WHAT YOU SHOULD DO: Reproduce every row below word for word, omitting the picture.
-------- INPUT RECORDS --------
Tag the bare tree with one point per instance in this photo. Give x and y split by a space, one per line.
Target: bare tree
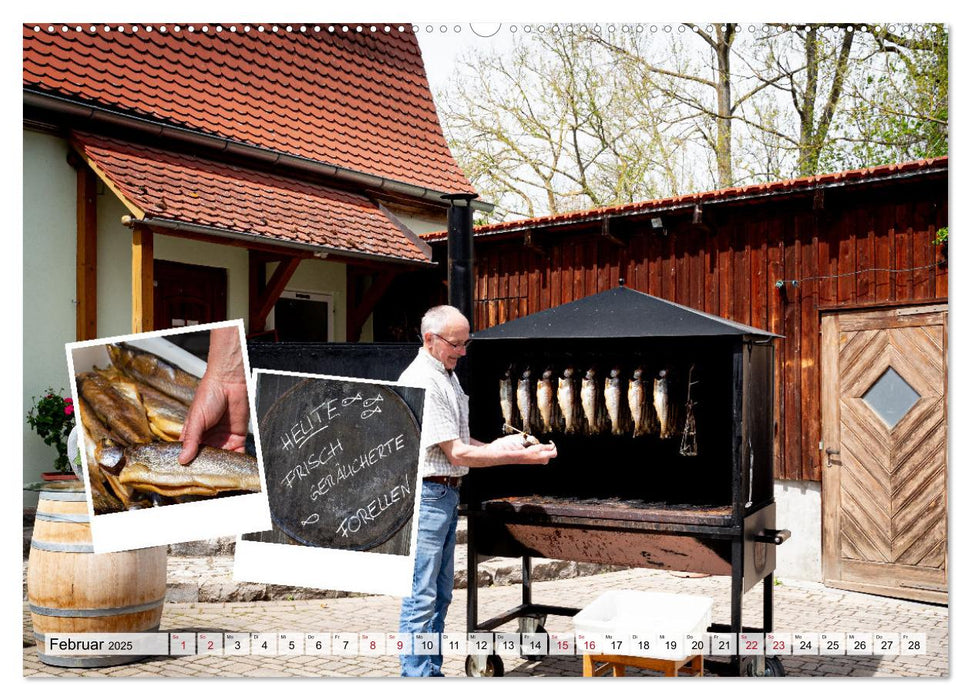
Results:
552 127
582 117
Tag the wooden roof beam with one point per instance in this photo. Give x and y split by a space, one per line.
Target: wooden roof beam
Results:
262 301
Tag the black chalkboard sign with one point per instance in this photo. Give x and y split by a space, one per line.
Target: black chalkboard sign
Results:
341 459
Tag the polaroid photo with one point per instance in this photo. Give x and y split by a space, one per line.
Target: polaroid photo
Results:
340 456
133 394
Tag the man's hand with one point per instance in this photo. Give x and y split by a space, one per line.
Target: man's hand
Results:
219 415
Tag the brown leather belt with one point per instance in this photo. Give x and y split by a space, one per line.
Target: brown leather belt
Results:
453 481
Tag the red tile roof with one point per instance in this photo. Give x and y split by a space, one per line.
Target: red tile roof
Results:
356 99
782 186
192 190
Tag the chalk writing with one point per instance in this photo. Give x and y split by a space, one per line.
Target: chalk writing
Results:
370 408
310 424
336 475
318 459
352 523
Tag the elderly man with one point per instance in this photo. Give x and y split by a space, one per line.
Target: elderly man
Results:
448 451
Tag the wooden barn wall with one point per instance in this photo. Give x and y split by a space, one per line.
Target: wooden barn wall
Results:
840 249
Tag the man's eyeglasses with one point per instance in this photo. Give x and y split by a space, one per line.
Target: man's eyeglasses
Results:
455 346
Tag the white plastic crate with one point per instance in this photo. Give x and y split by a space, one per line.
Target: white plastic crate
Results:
647 613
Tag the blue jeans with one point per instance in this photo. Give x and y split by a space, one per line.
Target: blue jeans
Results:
431 590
--------
COMPLETE ANSWER:
Tag the bare tree with one point per instance in this photo. Give x and y split by a space, one per line.
Target: bare tree
Results:
552 127
582 117
Tag the wooden roof beam with one point per instance in this photo. Give x and y split by a space, one per line.
Target: wooden roof beam
Results:
262 301
Tag the black chalkboard sign with one point per instance in this photo. Give x and y split by a space, one per line.
Target: black chalkboard sign
Results:
341 459
Tag the polaroid photo with one point per instance in this photo. Give x and y split by a space, one per line.
Target: polaroid photo
Results:
340 456
133 394
Tag the man's hand with one point per instance in this photo. Give x and y split by a space, one per line.
Target: man's hand
Results:
219 415
Tag the brown leather belt with one point per instance in this photo. Give x and y split by a space, one per line.
Target: brown leather belt
Results:
453 481
Tag the red tile roof with one point per instance in this photo. Give x and y split by a space, one per line.
Target: red tile roof
Results:
356 99
782 186
192 190
Tag the chalk writing with one point per instance in this photo. Give x and y split by a space, one per line.
Target: chalk writing
Results:
370 408
310 424
336 475
318 459
352 523
Tag the elderly man with one point per instance in this photo. Give x and y split by a space, one per line.
Target: elderly man
Results:
448 451
Tag the wooden barn wall with one point per instance in this photo. Give x and y split by a space, one per line.
Target: wooden barn wall
Results:
840 249
Tag the man's eyeglasses with one point per instance in this photo. Give x and y split by a space, one per line.
Target: man's eyeglasses
Results:
455 346
Tag the white plastic crate with one point per instance in this photo. Give x and y split by a space, one per line.
Target: white plastic crate
Results:
647 613
Tag the blue jeans with one point per instance in this photo. Give x and y split by a space, one per line.
Target: blue jeans
Results:
431 590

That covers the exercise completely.